- **Your task**
Could you copy each line of the entries that contains "fixture"?

- **Data records**

======

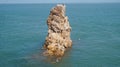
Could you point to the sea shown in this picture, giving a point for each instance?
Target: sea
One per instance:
(95, 35)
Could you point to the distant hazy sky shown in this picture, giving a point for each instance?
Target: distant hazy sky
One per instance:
(59, 1)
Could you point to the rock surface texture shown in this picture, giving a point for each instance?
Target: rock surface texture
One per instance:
(58, 38)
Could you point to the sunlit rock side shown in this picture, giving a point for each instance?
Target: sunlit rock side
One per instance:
(58, 38)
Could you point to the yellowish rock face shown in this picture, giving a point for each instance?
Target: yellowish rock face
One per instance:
(58, 38)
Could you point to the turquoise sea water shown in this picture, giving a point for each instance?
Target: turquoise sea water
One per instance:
(95, 34)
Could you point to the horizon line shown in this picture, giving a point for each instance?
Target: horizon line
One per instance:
(65, 3)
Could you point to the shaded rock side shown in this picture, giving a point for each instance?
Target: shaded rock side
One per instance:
(58, 38)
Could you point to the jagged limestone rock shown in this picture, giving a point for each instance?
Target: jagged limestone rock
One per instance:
(58, 38)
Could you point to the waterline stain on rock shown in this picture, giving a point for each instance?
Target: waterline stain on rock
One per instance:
(58, 38)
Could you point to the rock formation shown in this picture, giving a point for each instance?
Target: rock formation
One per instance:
(58, 38)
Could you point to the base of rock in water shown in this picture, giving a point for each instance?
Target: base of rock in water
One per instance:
(58, 38)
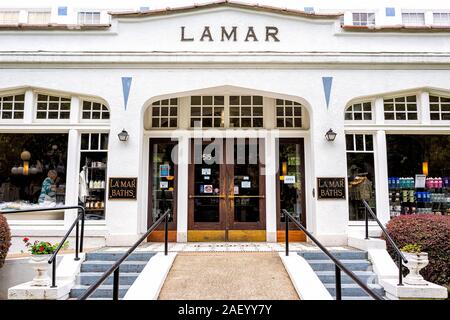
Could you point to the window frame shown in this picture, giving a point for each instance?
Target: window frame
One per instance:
(84, 13)
(168, 117)
(38, 11)
(362, 112)
(394, 111)
(447, 13)
(47, 119)
(415, 13)
(439, 104)
(92, 101)
(292, 117)
(368, 22)
(12, 119)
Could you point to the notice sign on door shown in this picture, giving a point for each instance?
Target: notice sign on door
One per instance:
(122, 188)
(331, 188)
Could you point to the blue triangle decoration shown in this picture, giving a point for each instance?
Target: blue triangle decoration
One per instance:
(327, 81)
(126, 85)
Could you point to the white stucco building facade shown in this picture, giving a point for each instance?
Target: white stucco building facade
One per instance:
(320, 60)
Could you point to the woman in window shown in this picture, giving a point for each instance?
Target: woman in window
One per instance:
(48, 190)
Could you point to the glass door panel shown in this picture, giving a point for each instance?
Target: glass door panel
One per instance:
(246, 192)
(291, 178)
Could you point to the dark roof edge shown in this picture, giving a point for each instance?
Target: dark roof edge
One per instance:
(51, 26)
(225, 3)
(397, 28)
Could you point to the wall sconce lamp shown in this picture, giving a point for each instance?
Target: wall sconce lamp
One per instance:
(330, 135)
(123, 135)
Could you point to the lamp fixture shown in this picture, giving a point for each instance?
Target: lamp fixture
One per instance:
(123, 135)
(330, 135)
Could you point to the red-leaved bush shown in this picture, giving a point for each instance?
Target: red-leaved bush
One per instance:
(432, 233)
(5, 239)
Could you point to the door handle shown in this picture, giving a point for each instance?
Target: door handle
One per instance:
(233, 196)
(221, 196)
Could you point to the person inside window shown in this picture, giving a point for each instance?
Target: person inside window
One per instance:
(48, 190)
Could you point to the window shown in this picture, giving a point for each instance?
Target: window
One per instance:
(9, 17)
(400, 108)
(246, 111)
(165, 113)
(207, 111)
(289, 114)
(94, 111)
(441, 18)
(360, 174)
(363, 18)
(413, 18)
(359, 111)
(88, 17)
(12, 107)
(52, 107)
(93, 165)
(27, 163)
(439, 108)
(39, 17)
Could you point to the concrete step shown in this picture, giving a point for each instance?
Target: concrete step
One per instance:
(353, 290)
(104, 291)
(330, 276)
(328, 265)
(341, 255)
(102, 266)
(114, 256)
(88, 278)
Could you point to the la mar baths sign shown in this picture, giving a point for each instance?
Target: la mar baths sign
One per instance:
(230, 34)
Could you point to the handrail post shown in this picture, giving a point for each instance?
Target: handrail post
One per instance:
(367, 222)
(338, 283)
(83, 216)
(116, 284)
(53, 274)
(166, 235)
(286, 222)
(400, 271)
(77, 231)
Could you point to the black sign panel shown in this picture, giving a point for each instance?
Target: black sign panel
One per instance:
(331, 188)
(122, 188)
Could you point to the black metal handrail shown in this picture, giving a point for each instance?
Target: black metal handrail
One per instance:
(78, 238)
(116, 266)
(338, 265)
(401, 258)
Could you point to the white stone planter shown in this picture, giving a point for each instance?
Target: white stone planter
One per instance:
(40, 264)
(416, 262)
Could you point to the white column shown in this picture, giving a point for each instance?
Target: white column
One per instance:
(75, 110)
(72, 171)
(379, 111)
(424, 108)
(381, 181)
(28, 107)
(271, 198)
(182, 183)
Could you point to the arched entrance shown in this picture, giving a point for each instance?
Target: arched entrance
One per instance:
(226, 162)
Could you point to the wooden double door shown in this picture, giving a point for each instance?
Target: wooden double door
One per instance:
(226, 190)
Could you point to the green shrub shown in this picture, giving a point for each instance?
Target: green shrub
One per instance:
(5, 239)
(432, 234)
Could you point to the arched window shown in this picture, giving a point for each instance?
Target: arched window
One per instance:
(52, 107)
(359, 111)
(439, 108)
(94, 111)
(401, 108)
(12, 106)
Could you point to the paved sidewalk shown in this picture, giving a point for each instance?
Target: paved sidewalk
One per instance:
(228, 276)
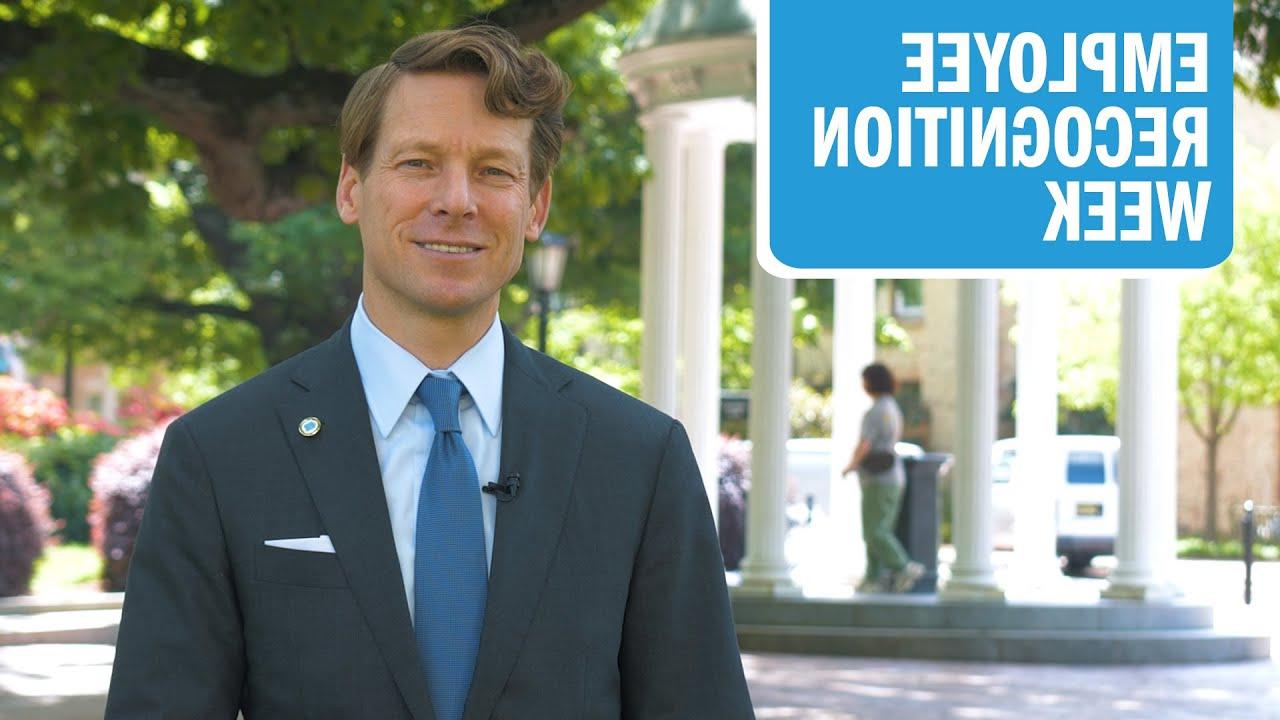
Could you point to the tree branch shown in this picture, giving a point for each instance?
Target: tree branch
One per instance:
(534, 19)
(190, 310)
(227, 113)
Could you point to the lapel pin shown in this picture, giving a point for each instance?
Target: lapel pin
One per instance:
(309, 427)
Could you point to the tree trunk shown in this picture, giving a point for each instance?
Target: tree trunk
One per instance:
(1211, 488)
(69, 370)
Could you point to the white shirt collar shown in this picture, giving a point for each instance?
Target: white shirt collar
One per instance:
(391, 374)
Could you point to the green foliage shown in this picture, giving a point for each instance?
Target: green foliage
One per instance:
(1202, 548)
(1089, 347)
(603, 341)
(99, 251)
(67, 568)
(62, 461)
(810, 410)
(1257, 40)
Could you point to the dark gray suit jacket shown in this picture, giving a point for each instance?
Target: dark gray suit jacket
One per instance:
(606, 595)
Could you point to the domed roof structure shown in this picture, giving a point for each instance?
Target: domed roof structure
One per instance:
(680, 21)
(690, 50)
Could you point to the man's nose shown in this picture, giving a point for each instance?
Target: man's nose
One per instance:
(453, 196)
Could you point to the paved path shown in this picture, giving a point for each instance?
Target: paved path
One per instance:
(836, 688)
(67, 683)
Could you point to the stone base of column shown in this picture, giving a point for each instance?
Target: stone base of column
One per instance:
(1036, 573)
(766, 582)
(1119, 588)
(972, 587)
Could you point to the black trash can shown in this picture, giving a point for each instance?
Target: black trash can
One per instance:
(919, 520)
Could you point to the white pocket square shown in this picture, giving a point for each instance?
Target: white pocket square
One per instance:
(311, 545)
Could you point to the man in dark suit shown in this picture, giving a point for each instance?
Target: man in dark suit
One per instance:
(421, 518)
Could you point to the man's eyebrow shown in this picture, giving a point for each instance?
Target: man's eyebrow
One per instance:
(426, 146)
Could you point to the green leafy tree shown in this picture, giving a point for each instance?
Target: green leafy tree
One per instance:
(1257, 39)
(1230, 335)
(179, 158)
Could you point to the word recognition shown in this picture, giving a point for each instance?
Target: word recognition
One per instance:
(1029, 115)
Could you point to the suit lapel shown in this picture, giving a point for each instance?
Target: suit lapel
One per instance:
(542, 440)
(341, 469)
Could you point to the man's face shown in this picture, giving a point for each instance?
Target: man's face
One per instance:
(446, 203)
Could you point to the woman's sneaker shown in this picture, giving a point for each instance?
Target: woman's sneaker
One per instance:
(871, 586)
(905, 578)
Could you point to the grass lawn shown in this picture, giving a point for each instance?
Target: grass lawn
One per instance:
(67, 568)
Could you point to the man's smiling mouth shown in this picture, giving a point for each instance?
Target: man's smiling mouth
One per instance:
(451, 249)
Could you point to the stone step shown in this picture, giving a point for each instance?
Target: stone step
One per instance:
(27, 604)
(926, 613)
(73, 627)
(1068, 647)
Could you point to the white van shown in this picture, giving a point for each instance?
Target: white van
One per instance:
(1086, 497)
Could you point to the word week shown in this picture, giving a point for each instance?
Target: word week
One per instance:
(1089, 122)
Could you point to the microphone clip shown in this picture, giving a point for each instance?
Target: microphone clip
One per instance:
(506, 488)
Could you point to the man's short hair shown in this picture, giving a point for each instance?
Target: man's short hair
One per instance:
(520, 83)
(880, 379)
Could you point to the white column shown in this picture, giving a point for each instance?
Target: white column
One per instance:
(659, 258)
(854, 347)
(1147, 424)
(972, 574)
(700, 314)
(764, 569)
(1040, 466)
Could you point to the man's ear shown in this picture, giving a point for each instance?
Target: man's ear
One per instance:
(348, 182)
(542, 209)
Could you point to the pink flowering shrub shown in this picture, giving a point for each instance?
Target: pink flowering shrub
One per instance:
(24, 524)
(27, 411)
(119, 482)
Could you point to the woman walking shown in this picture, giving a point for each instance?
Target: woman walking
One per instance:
(881, 477)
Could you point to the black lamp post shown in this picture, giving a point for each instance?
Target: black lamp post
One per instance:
(545, 268)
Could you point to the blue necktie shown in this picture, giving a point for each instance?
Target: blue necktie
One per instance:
(449, 572)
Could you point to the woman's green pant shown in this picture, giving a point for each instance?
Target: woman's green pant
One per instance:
(881, 504)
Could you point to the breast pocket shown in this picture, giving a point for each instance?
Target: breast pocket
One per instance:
(302, 568)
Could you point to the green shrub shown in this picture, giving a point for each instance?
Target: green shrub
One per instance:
(1201, 548)
(62, 463)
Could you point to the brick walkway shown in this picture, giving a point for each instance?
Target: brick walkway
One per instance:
(836, 688)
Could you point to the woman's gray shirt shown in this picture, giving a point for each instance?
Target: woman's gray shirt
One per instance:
(882, 428)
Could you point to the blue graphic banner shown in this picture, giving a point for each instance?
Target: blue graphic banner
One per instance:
(1001, 135)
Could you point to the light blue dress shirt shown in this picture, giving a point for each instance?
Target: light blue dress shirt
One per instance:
(403, 431)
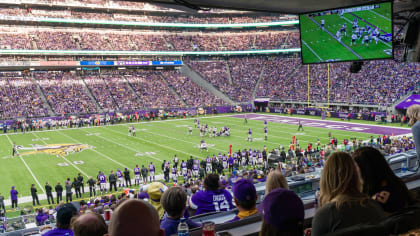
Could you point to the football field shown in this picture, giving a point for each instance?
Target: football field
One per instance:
(322, 45)
(54, 155)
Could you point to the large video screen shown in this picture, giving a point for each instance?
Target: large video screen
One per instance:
(347, 34)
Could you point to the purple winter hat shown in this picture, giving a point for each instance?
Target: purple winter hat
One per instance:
(282, 209)
(244, 190)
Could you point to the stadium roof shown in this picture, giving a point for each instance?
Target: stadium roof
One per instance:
(281, 6)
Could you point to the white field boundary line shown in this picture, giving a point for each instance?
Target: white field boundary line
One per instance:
(229, 142)
(143, 131)
(122, 145)
(341, 122)
(27, 167)
(294, 130)
(245, 138)
(65, 159)
(379, 39)
(157, 144)
(386, 18)
(123, 124)
(312, 50)
(93, 149)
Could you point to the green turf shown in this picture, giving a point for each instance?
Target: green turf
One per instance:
(319, 46)
(112, 148)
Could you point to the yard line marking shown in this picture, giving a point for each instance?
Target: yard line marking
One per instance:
(27, 167)
(122, 145)
(312, 51)
(161, 145)
(328, 32)
(181, 140)
(123, 124)
(77, 168)
(386, 18)
(107, 157)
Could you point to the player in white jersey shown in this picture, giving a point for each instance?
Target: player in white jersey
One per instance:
(338, 36)
(353, 39)
(174, 175)
(366, 40)
(203, 146)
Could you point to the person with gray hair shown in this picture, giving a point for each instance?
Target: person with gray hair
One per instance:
(174, 201)
(135, 218)
(413, 113)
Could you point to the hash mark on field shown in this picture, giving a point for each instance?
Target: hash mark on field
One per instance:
(65, 159)
(161, 145)
(27, 167)
(122, 145)
(101, 154)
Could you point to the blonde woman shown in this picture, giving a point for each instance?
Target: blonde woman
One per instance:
(342, 202)
(413, 113)
(275, 179)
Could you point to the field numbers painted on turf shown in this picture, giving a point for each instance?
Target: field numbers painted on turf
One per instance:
(74, 162)
(144, 154)
(222, 206)
(388, 51)
(41, 139)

======

- **Task response**
Could you point to the lamp fixture shown in this picture, giving a point for each instance?
Target: lamp fixture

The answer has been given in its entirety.